Problem>
Output all entries exactly as they appear and skip the pictures.

Referring expression data:
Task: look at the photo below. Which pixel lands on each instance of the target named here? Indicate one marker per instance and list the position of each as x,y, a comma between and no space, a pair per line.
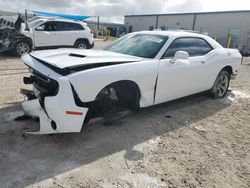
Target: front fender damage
57,114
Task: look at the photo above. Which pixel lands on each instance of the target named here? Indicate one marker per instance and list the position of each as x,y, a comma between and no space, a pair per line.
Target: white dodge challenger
141,69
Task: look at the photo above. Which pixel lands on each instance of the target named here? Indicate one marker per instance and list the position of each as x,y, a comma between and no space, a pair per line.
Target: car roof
173,33
44,18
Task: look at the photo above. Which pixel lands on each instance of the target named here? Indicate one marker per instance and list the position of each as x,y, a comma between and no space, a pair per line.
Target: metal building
114,29
230,28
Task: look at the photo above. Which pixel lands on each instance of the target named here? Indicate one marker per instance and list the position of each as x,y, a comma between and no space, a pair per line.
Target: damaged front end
10,33
52,100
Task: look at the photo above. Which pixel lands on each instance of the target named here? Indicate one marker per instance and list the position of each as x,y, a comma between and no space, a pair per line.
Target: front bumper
57,114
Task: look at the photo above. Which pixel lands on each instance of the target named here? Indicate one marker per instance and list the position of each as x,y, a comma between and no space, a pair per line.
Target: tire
22,47
221,85
82,44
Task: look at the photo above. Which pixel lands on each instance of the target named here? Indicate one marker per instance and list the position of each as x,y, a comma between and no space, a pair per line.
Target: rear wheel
221,84
22,47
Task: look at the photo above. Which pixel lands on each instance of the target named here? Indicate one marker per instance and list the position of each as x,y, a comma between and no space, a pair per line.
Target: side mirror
40,28
179,55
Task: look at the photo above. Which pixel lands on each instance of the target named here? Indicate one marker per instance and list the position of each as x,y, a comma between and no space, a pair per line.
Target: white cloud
113,10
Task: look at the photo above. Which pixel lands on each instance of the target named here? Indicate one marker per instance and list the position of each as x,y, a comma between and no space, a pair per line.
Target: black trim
53,47
73,69
77,68
155,88
56,69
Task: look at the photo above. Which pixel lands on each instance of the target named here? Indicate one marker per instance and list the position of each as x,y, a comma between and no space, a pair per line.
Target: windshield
34,23
141,45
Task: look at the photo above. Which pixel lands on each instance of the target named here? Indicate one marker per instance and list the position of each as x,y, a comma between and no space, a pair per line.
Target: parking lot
192,142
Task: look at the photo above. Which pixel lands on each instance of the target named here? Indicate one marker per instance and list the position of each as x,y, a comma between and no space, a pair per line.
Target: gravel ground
192,142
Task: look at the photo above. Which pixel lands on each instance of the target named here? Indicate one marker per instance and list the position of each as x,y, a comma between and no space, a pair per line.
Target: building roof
190,13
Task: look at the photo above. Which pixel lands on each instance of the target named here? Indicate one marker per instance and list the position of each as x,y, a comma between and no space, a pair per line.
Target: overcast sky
114,10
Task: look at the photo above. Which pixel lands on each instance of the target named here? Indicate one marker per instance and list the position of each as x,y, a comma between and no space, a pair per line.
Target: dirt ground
193,142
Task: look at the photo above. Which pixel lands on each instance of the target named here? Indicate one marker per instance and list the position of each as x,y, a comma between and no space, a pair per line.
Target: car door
183,77
46,34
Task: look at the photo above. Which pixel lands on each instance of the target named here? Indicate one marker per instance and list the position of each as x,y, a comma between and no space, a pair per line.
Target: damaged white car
141,69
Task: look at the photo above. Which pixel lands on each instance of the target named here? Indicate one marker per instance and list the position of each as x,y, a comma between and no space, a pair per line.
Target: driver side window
50,26
194,46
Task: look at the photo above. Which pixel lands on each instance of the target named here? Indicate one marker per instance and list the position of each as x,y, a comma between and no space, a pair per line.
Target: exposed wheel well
229,69
125,89
82,39
127,92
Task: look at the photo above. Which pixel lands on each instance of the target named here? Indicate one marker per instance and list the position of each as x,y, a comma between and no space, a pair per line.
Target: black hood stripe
77,68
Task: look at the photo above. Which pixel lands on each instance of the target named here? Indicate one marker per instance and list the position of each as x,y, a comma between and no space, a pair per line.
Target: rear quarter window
194,46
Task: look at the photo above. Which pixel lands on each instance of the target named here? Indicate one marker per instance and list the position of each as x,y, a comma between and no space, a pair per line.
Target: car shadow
27,159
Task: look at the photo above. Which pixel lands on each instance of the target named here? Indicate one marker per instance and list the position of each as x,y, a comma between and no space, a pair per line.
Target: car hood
65,58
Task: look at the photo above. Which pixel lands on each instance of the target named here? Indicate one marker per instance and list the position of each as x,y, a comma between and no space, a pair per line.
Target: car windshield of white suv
34,23
140,45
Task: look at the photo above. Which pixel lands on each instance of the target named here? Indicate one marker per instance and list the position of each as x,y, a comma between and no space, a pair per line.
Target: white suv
55,33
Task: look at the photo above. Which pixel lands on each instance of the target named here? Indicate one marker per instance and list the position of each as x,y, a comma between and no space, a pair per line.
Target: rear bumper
57,114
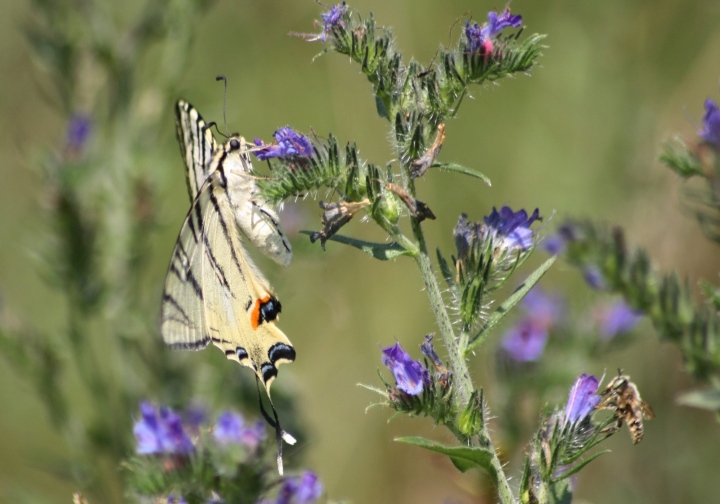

Answer section>
Task: look at the photo below. Which pixel lands on each instance of the target named here? Indicate one marker per instance and list the position of each as x,y, a comma between and no space, a pair per line.
Target: front fender damage
57,114
Task: look at the photo above. Which pixel lands on each instance of the target named here? Indicate one marker per instance and list the position of each as x,y, a comma between and no space, a pair per line.
Target: white dodge challenger
141,69
Task: look at the photo above. Which pixel lands on each instance of the target named here? Indicate one marker per instance and list the position of each as x,y, a comma between and no space, a pair per line.
Target: car roof
173,33
44,18
Task: look at the photo above. Which pixel lands on each instance of the target named here? Indicate one marker per instance and list the position of each as x,y, a comma between and no space, a pair per line.
Target: metal building
114,29
230,28
Task: look at the photo above. Which pixel lands on each instance of the target named here? Indicate one marker per instance and list the position of each as x,y, a comma between and no space, a pair per line.
Target: damaged front end
10,33
52,100
Task: look at the photo above. Which pixel lands on each instance of the target named here? Indicate one marker per instance and list the position of each as x,y, a comma between and no space, a pair per line.
Target: front bumper
57,114
Task: look at the photo above. Which pixel lands on each instance of the target named here? Indicate one marker per instance and list the position of each as x,y, a comma between and no space, a pair per line.
Target: tire
22,47
221,85
82,44
Task: look at the photo above. Which pixel lands on each instance of the target named here? Indicate one marker per instance and list the position of each as x,y, a comma between and no space, a pair per line.
Target: rear wheel
221,84
22,47
Task: look at the photo above. Which pixel lands on each instance of the target named here? Indicate one marker per instance and list the position of each as x,y, a comma between and no space, a pair per line.
Target: side mirror
40,28
179,55
Task: look at the photo above. Which pixel lands on each instance of the target named here? Indicate one marker per instance and list the position of each as x,y, a comma between and no space, a pair per line.
Target: white cloud
113,10
Task: look at the photo above. Which pixel lands on each instance of the target named here? Indicate one marker per instance and list the position of each as x,y, a comma between and no space, a pair per line.
Target: black trim
53,47
73,69
77,68
155,88
56,69
Task: look at the photo above. Which pixel lands on each instance of the target named here? Indicate one marker per instance and list the position of each as x,y, a comma between and no space, a pair per line.
Target: windshield
34,23
141,45
Task: look at the photo above. Which pixel lands on each instance of the target named here? Indicate one marker per instance and list the position of each as x,y, a comma between and no space, a pair per line.
Target: parking lot
192,142
Task: look at the photo above. Which pixel lands on each instance of the target named here? Indicate one marker per instance and list the position of each as x,y, a comma between and no space, a pair per line.
Target: gravel ground
192,142
Task: look at the photo above. Which pixel lands on each instance of the target named here? Indicate one marker per instance and list the position of each as x,y, a comma between and no space, a pair per line.
Target: building roof
190,13
Task: look at the photo above. Which pixel lands on each instance of the target named here? Indicate one marker per instance and list the position of each as x,y, a comma between and no space, a pair per line.
Target: overcast sky
114,10
Task: look at the photo above. Which pixel lands on each instance of the target named here? Indicate one marker per instance and list the position of each as x,y, a comma between and no space, a pair per line.
Target: dirt ground
193,142
Task: look at the photo above. Which pixel lands on each instance of the target named here? Indicate one marker per instance and list the position of each as x,y, a comma between and no space, a pair per line.
Target: car door
183,77
46,34
Task: look at the photo above. Which pixel lands on each instance of the target named here? Indicate one marker per instance and list the position of each as x,y, a comma between and no space, a pair per line.
Target: damaged white car
141,69
Task: look at the photo above. Which pixel lands on each instance of the target named here? Indicate one marker per instance and list the position of each as x,y, a comma between and no space, a pair per line.
Target: driver side window
50,26
194,46
Task: look at the photo above. Which pixel lands on each instance of the target named here? Indicate one marker per instance and list the position of each as x,y, a comma between and no space, a pair per line.
Target: exposed wheel well
229,69
125,89
82,39
127,92
Task: look at the photo above. Which pixel lands on each instance of the target named here? Indicate one marker per instance and list the position of each as x,y, a comma between and no space, a pair per line.
Target: black hood stripe
77,68
Task: look at the photo above. Which pixel lands on each instance of the target named here? Indicate one marker per instance and list the position of each as x,y, a comma between and no space, a pair per line.
Target: rear quarter window
194,46
Task: look at the photo above. Which pixel lands on each instance of the target named here? Indicate one marker per instance and list the position of each as x,y, a comma between and no space, a pair per line.
Target: car shadow
27,159
Task: look at the photo above. Which pixel lands on each instance of the target named here? Indicate one marker per instance and list the position of each as x,y, a comma between and no space, a pair per line.
Target: car hood
65,58
Task: look at the photo above. Which pixel lands on each instance of the target named here? Indicate one marker per instance and list the position of each as x,y, a comma between and no space, a pair per line.
Target: car windshield of white suv
34,23
140,45
Task: look at the photo above. Which pixel lands on each instance of the target named here? Indicate one marker per instance and list the position of each as x,y, a comma between and no space, a pair per line.
Target: white suv
55,33
Task: look at the photo above. Which pixel lands on each instance of the target named here? Indicate one marker per instance and list the position of each as x,y, a comma between and no space, a pair per line.
Target: rear bumper
57,114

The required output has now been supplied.